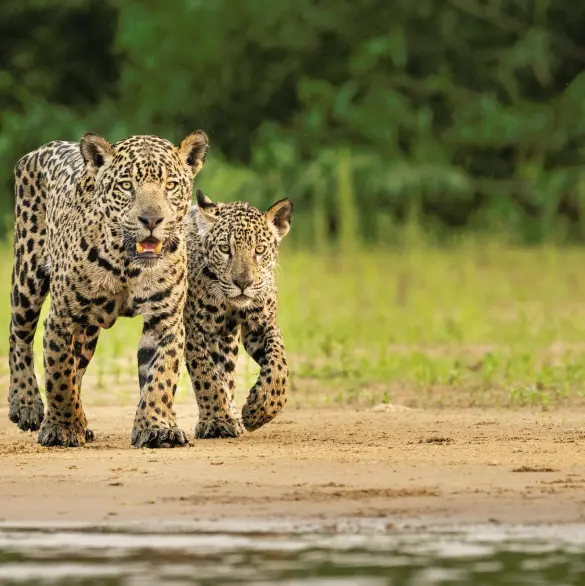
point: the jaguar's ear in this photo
(279, 217)
(193, 150)
(96, 151)
(206, 212)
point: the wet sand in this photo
(451, 466)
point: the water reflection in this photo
(358, 553)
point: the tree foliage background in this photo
(462, 114)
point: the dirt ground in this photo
(476, 466)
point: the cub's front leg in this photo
(264, 344)
(160, 356)
(211, 362)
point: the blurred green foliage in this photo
(457, 113)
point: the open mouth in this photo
(240, 299)
(149, 247)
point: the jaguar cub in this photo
(232, 252)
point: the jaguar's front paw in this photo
(28, 415)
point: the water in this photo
(368, 552)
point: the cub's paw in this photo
(165, 437)
(29, 415)
(69, 435)
(214, 427)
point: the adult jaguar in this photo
(232, 251)
(100, 227)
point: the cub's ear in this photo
(279, 217)
(96, 151)
(206, 212)
(193, 150)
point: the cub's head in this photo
(144, 184)
(240, 244)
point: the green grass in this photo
(477, 324)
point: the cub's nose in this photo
(150, 221)
(243, 282)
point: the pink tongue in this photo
(148, 246)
....................
## WHAT THE TASK REQUIRES
After removing the pictures, transcribe the listing above exactly.

## EXERCISE RESPONSE
point: the jaguar's ear in this photo
(279, 217)
(193, 150)
(96, 151)
(206, 212)
point: the wet sand in this photo
(451, 466)
point: the water reflection in this photo
(358, 553)
point: the tree foliage background in this photo
(462, 114)
point: the dirt ground in this photo
(476, 466)
point: the cub's front leg in this photo
(264, 344)
(160, 356)
(211, 362)
point: the blurred green foliage in this photo
(457, 113)
point: the open mouth in this photo
(240, 299)
(149, 247)
point: the jaguar cub in this photo
(232, 252)
point: the jaguar's front paw in this photo
(28, 415)
point: the water in this photo
(368, 552)
point: the cub's paw in this photo
(165, 437)
(29, 415)
(69, 435)
(214, 427)
point: the adult jaguar in this photo
(232, 251)
(100, 227)
point: the cub's ear in this photo
(279, 217)
(96, 151)
(206, 212)
(193, 150)
point: the cub's head in this photo
(144, 184)
(240, 244)
point: the green grass in this photo
(477, 324)
point: the cub's nose in this photo
(150, 221)
(243, 282)
point: the pink tongue in this photo
(148, 246)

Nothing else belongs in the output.